#### Input data ####

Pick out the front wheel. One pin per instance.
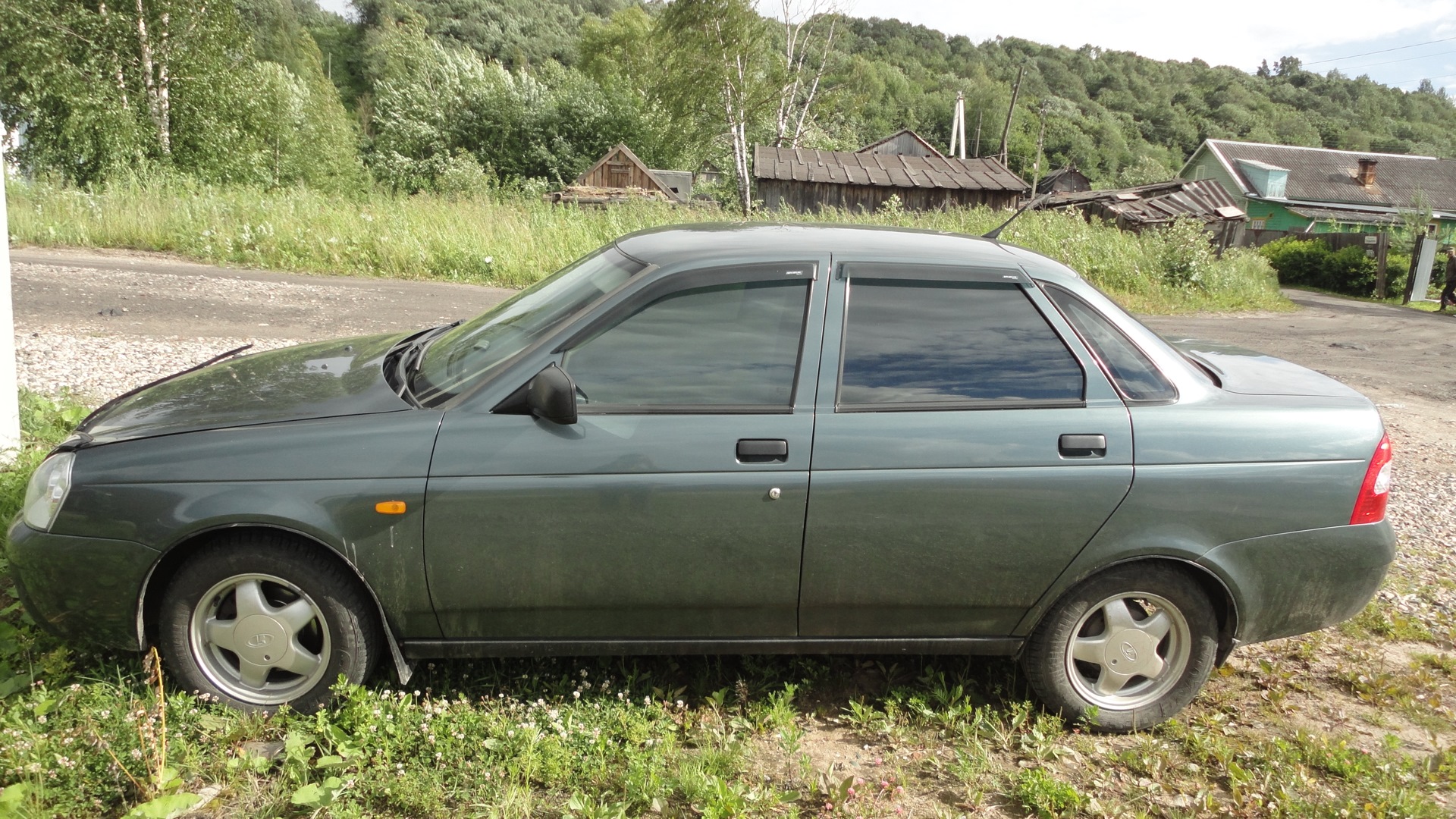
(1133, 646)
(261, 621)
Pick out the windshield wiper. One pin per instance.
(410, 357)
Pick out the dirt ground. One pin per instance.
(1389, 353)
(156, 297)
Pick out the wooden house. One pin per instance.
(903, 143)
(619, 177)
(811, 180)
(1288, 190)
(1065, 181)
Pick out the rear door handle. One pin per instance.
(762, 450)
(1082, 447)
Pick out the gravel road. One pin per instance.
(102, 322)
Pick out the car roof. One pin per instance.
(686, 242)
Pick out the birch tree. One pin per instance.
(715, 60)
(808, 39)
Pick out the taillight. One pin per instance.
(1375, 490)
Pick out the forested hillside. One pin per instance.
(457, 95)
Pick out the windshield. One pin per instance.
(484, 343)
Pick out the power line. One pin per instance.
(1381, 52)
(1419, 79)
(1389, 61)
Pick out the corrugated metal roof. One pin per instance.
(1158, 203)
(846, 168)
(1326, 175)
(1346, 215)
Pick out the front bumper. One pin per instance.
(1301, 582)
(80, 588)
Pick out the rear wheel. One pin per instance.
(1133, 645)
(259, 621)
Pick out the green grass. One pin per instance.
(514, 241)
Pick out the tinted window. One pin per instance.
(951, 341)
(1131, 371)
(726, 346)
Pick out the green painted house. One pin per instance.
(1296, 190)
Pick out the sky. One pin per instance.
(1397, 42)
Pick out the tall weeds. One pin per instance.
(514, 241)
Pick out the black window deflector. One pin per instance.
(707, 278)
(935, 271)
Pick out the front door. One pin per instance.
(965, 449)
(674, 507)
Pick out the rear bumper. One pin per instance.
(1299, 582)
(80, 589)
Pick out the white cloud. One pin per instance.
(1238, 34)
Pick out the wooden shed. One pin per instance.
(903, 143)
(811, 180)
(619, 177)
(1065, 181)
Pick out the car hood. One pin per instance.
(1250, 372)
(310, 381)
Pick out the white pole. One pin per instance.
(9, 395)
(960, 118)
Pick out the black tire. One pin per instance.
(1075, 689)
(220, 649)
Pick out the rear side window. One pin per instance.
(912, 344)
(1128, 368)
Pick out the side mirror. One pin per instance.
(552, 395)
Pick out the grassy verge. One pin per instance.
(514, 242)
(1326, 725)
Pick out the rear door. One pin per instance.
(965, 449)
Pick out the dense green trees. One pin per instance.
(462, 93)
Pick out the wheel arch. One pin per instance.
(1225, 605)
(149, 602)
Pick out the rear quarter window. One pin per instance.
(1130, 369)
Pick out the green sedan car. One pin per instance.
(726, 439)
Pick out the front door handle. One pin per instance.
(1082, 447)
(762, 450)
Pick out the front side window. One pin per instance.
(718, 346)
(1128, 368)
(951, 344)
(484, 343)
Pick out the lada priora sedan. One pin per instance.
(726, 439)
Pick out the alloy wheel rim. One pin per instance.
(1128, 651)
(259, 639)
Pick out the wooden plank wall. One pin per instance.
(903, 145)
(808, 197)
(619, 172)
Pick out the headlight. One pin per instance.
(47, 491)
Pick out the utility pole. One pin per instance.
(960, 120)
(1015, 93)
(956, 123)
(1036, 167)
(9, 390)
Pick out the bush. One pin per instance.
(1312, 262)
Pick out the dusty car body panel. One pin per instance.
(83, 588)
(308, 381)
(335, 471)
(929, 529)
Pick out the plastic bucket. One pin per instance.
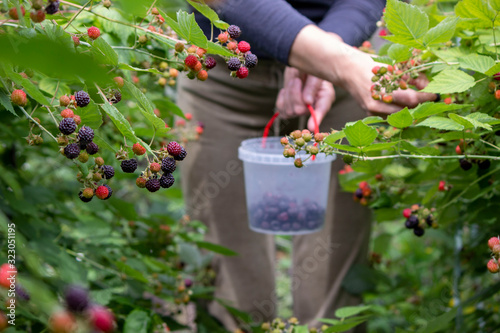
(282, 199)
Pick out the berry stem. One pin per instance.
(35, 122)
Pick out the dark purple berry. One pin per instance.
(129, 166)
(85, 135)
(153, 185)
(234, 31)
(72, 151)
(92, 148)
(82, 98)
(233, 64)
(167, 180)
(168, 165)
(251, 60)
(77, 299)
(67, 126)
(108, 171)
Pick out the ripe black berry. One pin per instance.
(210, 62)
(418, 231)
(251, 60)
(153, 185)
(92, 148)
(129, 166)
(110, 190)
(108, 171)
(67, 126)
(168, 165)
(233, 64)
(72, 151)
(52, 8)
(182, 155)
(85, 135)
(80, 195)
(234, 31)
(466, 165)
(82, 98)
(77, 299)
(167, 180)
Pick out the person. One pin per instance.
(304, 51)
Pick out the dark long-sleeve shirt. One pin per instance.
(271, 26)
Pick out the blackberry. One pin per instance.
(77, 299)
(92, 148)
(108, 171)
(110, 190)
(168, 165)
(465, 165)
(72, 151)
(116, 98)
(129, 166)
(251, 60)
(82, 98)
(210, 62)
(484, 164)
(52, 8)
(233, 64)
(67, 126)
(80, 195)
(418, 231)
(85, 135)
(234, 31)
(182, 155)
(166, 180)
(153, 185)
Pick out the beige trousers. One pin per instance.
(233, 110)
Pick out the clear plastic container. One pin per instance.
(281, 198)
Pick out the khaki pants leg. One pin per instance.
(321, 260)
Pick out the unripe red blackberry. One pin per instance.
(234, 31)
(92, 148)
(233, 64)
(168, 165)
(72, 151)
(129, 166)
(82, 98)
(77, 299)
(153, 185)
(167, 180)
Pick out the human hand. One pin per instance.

####

Problem to work on
Lines from the one holding "Pick out the unripe" through the last line of the material are to be repeated exactly; no other lines belong in the answer.

Worked solution
Pick out the unripe red blackberry. One pin per instance.
(234, 31)
(92, 148)
(233, 64)
(168, 165)
(72, 151)
(129, 166)
(82, 98)
(77, 299)
(153, 185)
(167, 180)
Pick out the human hand. One pin per instance.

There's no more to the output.